Flitz is a less aggressive polish, primarily because it is not abrasive. It is useful for cleaning and polishing pens that are in good shape but just a little dirty and/or tarnished. It is available in both liquid and paste forms; I find the paste easier to apply and less messy (no drips or dribbles). Like Simichrome, Flitz should be thoroughly cleaned away when you have finished polishing.
Whichever polish you use, it’s best applied with a new cotton swab or a clean 100% cotton rag. Never work on pens using synthetic fabrics; the fibers of some synthetics are harder than the resins used to make pens, and they can scratch.
Another of those “What do I do with this?” chemicals that you will find useful is naphtha. Take note of the spelling of naphtha; many people misspell it naptha, the way the company that makes Fels Naptha® soap did so they could use it for a trademark. Spelling aside, the stuff is the basic component of lighter fluid and also of most penetrating oils. As a penetrating oil, it works its way into rusty or corroded threaded joints, and that makes it invaluable for unscrewing stuck nuts and bolts. It is also a magical solvent for loosening corroded aluminum barrel liners in celluloid 1920s Wahl pens so that you can remove the section. Keep it handy; you won’t need it very often, but when you do, there is no substitute.

▸ Provided material
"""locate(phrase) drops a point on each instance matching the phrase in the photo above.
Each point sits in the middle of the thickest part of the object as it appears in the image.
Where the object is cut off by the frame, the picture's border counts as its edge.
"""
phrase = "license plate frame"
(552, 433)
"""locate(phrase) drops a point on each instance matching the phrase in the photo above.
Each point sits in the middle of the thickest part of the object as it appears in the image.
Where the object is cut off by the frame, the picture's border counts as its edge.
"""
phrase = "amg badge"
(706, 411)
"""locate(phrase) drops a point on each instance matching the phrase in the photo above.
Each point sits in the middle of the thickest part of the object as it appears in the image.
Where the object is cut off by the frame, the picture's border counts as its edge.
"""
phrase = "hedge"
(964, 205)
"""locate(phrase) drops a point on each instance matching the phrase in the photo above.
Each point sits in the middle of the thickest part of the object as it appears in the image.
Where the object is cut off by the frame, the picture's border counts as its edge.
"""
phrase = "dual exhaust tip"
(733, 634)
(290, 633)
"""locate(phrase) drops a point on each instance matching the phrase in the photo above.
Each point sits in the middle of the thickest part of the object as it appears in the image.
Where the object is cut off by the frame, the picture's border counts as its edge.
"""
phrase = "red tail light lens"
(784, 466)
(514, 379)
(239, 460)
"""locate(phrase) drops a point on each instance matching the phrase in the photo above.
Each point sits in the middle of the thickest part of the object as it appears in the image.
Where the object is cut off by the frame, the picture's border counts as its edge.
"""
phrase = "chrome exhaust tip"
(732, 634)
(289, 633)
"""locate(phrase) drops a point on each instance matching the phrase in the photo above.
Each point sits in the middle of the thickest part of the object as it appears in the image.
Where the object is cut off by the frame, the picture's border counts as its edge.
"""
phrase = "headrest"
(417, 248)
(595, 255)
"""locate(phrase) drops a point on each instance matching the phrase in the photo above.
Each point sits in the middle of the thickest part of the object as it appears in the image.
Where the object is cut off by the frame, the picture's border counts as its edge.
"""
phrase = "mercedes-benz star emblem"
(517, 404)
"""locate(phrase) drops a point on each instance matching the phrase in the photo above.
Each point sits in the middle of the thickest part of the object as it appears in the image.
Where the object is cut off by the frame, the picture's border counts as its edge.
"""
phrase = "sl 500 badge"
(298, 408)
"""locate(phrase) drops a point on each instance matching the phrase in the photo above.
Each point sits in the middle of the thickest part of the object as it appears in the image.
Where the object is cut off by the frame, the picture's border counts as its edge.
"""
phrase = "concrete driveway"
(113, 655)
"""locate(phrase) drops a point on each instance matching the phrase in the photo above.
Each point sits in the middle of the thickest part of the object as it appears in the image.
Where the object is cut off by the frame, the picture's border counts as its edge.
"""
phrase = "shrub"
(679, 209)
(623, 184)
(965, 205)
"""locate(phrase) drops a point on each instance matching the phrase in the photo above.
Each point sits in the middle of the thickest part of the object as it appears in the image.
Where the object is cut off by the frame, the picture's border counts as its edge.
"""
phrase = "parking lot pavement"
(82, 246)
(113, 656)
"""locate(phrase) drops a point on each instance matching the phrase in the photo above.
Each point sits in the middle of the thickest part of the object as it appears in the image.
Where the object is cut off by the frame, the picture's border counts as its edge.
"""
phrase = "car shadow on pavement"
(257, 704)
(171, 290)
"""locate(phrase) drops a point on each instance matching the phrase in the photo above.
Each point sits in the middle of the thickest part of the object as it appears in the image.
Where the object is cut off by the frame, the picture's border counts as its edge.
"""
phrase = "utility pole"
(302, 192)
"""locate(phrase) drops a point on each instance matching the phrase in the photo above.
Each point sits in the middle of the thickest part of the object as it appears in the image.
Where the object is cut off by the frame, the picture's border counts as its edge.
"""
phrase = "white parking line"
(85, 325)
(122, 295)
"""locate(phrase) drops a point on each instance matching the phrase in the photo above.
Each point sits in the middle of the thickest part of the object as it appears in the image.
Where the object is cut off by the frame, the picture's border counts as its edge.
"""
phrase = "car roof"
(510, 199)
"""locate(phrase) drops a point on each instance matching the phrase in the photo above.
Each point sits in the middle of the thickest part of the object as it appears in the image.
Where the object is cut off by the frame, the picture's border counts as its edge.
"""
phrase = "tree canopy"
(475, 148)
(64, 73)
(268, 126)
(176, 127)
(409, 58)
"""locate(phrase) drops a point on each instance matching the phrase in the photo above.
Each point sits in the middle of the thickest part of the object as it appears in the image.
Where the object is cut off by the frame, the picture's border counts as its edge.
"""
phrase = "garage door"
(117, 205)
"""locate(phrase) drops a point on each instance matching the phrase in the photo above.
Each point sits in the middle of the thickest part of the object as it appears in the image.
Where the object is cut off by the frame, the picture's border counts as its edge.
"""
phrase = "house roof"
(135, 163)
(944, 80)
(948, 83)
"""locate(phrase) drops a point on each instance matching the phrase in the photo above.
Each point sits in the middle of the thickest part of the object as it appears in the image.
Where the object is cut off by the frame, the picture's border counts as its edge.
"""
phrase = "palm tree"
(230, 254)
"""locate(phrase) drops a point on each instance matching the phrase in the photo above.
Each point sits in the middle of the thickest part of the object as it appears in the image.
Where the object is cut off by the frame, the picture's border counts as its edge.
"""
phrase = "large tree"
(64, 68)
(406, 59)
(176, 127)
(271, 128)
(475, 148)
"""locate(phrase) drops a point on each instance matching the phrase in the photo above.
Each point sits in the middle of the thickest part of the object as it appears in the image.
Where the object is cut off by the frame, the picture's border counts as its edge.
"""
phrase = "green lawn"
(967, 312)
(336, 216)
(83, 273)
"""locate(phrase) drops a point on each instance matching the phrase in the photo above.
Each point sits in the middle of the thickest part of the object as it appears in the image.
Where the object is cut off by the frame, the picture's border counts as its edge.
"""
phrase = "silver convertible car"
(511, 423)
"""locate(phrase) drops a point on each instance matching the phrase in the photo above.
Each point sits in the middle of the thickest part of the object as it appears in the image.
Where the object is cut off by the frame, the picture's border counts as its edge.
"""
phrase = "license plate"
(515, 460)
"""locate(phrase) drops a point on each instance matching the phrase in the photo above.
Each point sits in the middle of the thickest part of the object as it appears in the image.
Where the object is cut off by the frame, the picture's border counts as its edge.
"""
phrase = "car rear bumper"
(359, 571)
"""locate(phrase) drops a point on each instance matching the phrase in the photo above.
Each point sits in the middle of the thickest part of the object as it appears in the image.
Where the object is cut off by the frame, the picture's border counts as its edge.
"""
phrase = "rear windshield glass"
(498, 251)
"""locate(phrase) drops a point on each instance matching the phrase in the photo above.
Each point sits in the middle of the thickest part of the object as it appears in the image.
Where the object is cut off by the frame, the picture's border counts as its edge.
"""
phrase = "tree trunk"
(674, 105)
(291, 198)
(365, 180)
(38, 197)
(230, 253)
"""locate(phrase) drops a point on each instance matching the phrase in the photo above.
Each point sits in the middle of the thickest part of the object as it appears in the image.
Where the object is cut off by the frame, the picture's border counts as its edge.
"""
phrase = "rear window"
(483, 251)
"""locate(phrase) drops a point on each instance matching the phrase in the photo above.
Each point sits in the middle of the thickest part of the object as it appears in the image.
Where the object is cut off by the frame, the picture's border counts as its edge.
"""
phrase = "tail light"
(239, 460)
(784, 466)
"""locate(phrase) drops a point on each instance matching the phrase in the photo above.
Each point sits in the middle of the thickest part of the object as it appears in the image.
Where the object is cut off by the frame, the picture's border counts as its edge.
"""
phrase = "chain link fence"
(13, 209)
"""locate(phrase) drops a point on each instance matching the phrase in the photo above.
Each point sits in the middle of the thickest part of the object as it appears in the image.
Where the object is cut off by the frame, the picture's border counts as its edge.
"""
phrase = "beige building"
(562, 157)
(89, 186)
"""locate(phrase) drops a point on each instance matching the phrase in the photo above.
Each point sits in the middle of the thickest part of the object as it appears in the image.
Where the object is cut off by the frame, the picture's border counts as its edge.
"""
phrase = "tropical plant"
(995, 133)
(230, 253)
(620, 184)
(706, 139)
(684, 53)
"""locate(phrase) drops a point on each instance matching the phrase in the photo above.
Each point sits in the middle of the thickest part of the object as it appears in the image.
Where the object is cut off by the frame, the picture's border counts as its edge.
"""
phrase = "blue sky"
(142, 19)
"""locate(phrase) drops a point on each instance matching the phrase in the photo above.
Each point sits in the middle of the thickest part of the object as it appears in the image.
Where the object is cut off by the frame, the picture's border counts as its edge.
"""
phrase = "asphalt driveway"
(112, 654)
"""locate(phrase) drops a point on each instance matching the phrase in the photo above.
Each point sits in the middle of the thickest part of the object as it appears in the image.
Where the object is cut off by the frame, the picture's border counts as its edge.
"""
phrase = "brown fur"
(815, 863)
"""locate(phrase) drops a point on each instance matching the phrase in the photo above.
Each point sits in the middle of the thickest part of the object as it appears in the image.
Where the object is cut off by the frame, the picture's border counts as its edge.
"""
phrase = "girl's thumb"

▸ What you need to do
#1 In the pen-care passage, why should pens never be worked on with synthetic fabrics?
#2 Please copy the pen-care passage word for word, from "Flitz is a less" to "they can scratch.".

▸ Task answers
#1 The fibers of some synthetics are harder than the resins used to make pens, so they can scratch.

#2
Flitz is a less aggressive polish, primarily because it is not abrasive. It is useful for cleaning and polishing pens that are in good shape but just a little dirty and/or tarnished. It is available in both liquid and paste forms; I find the paste easier to apply and less messy (no drips or dribbles). Like Simichrome, Flitz should be thoroughly cleaned away when you have finished polishing.
Whichever polish you use, it’s best applied with a new cotton swab or a clean 100% cotton rag. Never work on pens using synthetic fabrics; the fibers of some synthetics are harder than the resins used to make pens, and they can scratch.